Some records
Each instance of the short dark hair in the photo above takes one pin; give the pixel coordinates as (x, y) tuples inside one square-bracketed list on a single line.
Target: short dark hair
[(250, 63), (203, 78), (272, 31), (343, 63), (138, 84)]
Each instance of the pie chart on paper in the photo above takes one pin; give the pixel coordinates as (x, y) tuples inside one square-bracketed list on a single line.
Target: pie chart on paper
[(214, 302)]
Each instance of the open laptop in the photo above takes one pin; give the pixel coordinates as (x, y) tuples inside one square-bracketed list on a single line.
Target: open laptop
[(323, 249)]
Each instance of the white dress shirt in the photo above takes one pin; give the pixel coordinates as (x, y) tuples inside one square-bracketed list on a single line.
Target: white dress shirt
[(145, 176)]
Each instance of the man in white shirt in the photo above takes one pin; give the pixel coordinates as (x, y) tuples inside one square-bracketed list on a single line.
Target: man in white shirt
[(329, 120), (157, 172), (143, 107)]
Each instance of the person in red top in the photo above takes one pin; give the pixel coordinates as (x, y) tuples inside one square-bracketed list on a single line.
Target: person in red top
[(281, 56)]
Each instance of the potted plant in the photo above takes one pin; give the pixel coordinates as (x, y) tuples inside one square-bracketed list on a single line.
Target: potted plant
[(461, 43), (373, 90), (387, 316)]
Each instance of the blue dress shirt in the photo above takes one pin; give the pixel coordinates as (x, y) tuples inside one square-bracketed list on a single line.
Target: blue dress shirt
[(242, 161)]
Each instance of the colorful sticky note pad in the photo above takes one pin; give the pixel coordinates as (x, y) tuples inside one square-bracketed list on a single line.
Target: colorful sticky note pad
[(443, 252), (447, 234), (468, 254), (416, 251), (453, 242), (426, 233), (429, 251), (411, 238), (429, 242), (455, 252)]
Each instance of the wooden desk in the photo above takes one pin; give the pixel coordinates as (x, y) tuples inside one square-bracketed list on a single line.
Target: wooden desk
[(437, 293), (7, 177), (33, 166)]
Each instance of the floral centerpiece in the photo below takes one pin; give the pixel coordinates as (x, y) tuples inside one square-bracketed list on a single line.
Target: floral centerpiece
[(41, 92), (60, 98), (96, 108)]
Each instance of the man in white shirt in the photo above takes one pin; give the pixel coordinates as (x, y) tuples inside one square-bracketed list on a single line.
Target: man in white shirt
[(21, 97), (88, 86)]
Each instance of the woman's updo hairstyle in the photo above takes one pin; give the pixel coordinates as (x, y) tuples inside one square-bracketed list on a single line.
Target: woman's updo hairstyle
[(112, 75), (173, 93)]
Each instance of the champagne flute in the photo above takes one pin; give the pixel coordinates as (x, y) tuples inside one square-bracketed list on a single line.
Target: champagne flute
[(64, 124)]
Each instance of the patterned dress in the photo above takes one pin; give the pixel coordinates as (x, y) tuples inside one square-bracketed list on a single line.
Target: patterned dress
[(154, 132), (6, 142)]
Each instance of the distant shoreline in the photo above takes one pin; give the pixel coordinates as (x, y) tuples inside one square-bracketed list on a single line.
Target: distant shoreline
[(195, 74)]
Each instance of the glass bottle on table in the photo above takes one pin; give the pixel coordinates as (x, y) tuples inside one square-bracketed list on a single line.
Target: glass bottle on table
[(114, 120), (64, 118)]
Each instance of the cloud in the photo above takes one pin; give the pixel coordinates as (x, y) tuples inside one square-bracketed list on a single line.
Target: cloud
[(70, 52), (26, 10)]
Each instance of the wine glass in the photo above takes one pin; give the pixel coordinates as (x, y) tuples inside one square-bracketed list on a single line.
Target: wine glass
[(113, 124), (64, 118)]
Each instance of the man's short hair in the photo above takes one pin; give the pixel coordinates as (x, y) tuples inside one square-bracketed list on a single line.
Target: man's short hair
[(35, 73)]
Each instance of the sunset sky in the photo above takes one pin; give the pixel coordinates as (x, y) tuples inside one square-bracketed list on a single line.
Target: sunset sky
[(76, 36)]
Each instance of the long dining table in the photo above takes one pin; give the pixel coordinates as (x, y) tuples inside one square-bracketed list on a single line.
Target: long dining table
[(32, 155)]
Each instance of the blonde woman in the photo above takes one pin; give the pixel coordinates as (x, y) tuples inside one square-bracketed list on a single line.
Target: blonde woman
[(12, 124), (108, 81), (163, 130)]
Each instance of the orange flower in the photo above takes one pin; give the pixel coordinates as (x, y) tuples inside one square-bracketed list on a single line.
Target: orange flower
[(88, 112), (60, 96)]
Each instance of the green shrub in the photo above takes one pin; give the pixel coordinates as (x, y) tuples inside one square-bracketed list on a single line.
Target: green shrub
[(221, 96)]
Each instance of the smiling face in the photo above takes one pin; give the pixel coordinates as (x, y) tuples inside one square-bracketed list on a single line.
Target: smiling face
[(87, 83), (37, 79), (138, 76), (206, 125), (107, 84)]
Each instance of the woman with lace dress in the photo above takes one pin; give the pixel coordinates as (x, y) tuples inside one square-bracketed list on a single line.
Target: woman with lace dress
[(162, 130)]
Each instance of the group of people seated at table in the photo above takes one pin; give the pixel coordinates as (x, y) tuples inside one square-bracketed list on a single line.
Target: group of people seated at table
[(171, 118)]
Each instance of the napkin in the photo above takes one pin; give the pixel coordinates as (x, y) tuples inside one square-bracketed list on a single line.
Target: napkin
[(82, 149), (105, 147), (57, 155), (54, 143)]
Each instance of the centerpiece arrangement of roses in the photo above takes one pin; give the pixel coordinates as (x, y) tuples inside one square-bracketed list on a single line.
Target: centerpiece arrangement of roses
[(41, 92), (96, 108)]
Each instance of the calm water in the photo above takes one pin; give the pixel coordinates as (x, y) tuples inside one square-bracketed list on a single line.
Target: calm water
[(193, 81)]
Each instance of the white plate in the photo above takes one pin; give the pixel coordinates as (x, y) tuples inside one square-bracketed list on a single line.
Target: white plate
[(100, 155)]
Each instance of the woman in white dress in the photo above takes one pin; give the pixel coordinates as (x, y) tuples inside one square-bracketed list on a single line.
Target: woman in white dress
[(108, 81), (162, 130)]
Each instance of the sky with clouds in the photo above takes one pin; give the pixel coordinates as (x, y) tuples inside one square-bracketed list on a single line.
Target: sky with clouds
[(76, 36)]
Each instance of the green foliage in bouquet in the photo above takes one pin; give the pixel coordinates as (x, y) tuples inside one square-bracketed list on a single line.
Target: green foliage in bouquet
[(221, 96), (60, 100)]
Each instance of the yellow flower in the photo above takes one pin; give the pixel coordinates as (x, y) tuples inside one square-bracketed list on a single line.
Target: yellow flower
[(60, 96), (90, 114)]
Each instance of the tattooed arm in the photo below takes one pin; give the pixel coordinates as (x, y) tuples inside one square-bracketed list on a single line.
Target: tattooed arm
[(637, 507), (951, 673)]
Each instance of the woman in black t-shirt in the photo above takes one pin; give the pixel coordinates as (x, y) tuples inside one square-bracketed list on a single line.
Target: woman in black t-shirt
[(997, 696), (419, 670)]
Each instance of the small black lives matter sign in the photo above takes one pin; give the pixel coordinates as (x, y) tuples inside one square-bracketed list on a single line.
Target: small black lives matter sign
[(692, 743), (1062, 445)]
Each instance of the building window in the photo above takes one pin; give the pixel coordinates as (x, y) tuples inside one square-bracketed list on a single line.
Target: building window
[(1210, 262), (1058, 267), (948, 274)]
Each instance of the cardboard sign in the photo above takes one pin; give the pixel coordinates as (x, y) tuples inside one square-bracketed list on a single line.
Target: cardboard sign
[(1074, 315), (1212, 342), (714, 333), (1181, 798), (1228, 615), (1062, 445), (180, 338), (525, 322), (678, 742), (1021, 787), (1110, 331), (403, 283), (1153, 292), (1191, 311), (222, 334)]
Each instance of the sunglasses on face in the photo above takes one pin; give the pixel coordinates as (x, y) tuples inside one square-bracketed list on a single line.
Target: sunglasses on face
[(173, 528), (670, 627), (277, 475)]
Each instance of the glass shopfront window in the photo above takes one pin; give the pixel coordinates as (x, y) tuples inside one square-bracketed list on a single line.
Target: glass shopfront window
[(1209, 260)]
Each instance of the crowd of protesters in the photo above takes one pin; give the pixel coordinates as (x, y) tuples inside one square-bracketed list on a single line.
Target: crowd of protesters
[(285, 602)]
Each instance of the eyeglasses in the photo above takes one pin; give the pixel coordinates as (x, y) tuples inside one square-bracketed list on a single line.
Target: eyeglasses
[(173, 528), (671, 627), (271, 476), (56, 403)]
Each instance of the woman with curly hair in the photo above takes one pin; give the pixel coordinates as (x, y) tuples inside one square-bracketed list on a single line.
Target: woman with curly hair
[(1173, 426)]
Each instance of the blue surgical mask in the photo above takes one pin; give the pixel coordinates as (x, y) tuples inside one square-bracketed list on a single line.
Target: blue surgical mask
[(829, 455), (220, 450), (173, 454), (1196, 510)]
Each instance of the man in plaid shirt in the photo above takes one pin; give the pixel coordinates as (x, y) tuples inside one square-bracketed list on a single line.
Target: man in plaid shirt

• _EXERCISE REQUIREMENTS_:
Extract, exactly as they appear, the lines from the one containing "Each instance of the eyeglasses" through the final line.

• _RESPONSE_:
Each instance of the eyeglasses in the photo above takes one pin; give the pixel coordinates as (x, y) tuples inside one square-bracketed list on a single line.
Target: eyeglasses
[(173, 528), (671, 627), (271, 476), (56, 403)]
Each instance of the woman with curly hair in the photo above takes one pin; give the pixel coordinates as (x, y) tuples inside one square-bracketed list on a single line.
Target: woman with curly hair
[(1173, 426)]
Each instance of the blue surgical mask in the photo above takes one pin; give the pixel coordinates as (x, y) tuples inside one square-bracketed list on a single line.
Target: blue surgical mask
[(829, 455), (220, 450), (173, 454), (1196, 510)]
Each instance of the man in plaid shirt in the photo above takes one pin; give the pixel coordinates as (x, y) tuples inside one square-bracketed list on a single line.
Target: man in plaid shirt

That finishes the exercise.